◆ RECORDS TO USE
## begin

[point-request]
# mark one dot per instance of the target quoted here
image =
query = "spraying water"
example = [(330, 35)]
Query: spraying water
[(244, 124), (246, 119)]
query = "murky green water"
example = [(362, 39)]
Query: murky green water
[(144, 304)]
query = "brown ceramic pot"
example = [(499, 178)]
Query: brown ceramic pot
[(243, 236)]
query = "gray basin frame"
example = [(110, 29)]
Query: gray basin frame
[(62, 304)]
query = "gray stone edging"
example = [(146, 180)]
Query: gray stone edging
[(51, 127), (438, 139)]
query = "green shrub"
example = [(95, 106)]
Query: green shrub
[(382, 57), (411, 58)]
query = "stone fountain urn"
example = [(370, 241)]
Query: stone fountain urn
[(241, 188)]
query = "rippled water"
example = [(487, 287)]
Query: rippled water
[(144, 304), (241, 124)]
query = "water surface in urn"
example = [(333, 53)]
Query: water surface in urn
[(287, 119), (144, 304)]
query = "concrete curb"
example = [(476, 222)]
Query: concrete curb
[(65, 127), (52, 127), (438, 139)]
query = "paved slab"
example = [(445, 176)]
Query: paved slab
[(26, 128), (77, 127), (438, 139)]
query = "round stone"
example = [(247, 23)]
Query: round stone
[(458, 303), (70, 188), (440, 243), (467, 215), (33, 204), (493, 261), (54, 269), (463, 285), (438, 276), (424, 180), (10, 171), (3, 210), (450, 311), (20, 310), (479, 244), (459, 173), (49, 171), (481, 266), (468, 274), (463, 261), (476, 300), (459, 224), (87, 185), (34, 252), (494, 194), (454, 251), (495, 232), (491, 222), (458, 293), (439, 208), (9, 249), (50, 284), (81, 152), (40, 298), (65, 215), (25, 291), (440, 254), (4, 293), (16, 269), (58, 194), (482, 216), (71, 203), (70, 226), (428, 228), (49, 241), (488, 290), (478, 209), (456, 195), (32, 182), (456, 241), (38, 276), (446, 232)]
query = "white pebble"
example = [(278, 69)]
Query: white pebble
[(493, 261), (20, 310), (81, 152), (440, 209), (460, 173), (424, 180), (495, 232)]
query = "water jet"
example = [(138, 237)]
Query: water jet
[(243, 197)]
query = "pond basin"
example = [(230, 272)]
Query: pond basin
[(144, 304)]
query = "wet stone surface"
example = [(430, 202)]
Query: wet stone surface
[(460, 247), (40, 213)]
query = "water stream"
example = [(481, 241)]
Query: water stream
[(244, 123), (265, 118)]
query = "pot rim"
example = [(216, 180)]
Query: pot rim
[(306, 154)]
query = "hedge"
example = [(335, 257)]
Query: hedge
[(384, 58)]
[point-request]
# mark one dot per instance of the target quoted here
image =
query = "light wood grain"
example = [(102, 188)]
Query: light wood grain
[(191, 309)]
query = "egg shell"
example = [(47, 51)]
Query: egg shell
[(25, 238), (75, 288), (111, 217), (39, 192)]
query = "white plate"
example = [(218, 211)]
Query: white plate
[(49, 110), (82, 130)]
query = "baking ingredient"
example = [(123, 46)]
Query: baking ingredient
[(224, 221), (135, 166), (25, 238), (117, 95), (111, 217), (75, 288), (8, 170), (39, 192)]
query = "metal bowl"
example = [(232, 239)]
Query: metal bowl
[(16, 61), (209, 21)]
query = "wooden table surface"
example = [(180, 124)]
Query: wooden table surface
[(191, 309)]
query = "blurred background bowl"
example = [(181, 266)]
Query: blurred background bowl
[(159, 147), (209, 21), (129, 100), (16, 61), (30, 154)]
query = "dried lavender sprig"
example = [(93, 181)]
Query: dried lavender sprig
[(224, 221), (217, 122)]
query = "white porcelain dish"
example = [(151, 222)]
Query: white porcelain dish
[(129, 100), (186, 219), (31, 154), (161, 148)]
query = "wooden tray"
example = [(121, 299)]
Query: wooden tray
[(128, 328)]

## end

◆ WHAT YOU ARE ASKED TO DO
Show every line of the listing above that contains the word "rippled", copied in full.

◆ RESPONSE TO THIS TASK
query = "rippled water"
Query: rippled water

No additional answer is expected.